**Your objective:**
Scan the listing for the word "advertisement", and copy out each line where it is found.

**Data in this exercise:**
------------------------------------
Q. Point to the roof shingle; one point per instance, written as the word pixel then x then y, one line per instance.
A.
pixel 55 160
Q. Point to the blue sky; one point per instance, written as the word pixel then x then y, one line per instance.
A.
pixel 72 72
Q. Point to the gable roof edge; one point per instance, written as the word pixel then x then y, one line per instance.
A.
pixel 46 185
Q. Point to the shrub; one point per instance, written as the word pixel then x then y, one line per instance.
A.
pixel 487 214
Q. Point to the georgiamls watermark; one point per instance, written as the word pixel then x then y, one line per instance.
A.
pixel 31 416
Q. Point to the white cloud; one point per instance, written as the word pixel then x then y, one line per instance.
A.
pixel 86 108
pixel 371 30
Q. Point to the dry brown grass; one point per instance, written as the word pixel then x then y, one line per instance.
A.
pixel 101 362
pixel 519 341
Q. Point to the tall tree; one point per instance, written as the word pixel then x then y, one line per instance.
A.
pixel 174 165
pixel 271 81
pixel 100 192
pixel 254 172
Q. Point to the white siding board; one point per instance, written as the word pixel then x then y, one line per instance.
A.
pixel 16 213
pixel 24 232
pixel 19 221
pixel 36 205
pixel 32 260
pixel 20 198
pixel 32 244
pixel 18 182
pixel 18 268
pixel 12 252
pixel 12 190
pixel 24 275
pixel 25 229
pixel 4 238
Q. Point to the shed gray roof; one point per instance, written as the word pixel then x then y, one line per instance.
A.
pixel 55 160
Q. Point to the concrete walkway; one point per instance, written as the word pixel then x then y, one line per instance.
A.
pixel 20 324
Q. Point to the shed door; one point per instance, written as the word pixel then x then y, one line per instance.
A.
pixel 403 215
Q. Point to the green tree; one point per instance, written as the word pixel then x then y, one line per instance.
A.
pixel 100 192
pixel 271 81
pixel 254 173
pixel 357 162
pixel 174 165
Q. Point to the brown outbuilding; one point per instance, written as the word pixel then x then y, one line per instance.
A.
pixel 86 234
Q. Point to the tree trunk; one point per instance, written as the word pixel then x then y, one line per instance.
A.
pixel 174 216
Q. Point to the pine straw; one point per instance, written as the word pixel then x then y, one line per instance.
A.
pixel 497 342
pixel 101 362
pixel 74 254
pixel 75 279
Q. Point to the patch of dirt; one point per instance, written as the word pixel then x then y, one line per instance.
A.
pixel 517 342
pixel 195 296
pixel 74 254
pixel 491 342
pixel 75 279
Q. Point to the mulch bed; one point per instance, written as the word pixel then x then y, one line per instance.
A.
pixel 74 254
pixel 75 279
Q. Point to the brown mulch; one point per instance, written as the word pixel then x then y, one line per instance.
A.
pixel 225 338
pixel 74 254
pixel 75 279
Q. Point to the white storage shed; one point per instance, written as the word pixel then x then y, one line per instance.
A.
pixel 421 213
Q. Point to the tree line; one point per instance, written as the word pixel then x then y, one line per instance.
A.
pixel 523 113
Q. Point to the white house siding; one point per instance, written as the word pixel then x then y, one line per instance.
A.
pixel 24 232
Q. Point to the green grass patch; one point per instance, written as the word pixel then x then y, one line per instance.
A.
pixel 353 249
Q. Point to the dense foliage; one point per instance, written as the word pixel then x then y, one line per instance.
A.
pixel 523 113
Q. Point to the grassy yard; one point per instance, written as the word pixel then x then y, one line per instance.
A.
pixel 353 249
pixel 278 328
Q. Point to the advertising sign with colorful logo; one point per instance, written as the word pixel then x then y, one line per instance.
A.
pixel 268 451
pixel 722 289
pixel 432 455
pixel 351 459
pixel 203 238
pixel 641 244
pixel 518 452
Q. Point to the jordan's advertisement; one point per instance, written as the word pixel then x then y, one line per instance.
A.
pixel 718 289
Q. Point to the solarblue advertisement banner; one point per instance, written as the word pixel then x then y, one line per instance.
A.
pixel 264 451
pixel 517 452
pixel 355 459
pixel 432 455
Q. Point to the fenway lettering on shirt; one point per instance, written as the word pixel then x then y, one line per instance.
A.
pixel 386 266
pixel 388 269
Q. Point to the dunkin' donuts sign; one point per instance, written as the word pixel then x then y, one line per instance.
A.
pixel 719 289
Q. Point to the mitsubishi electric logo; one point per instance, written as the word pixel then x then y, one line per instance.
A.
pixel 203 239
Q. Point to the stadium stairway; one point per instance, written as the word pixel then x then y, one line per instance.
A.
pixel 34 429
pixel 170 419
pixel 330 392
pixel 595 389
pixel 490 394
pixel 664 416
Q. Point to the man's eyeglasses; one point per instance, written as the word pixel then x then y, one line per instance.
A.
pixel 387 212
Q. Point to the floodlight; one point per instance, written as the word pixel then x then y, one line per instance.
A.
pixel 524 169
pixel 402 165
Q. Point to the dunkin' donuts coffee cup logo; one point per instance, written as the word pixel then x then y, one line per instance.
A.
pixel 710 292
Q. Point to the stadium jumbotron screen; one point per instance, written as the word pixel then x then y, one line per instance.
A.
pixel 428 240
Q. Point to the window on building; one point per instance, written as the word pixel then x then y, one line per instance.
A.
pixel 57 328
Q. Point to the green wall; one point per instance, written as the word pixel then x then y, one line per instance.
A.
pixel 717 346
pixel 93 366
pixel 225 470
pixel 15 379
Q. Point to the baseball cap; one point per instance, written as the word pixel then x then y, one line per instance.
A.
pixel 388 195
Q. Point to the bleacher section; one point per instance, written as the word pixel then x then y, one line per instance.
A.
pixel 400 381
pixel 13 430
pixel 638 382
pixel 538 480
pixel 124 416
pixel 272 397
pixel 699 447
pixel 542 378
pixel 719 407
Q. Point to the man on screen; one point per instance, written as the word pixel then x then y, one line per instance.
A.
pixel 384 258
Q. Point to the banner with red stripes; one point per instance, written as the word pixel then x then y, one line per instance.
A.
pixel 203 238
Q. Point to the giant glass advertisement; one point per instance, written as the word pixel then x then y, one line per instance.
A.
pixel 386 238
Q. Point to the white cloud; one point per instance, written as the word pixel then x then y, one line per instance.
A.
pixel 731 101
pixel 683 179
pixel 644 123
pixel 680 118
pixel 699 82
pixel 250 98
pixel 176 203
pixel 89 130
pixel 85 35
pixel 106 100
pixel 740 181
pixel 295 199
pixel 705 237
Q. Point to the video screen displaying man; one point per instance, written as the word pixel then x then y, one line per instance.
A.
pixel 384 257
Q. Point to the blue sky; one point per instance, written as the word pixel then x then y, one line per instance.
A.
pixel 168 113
------------------------------------
**Response below:**
Q. Point to the jordan's advertisement; one point per instance, written as the word pixel then x then y, one line per instance.
Q. Point to the solarblue advertisement banner; one point per instance, written as the word pixel then x then y, one line per instance.
Q. Point to the giant glass advertisement; one point per instance, written as the word pixel then x then y, one line per instance.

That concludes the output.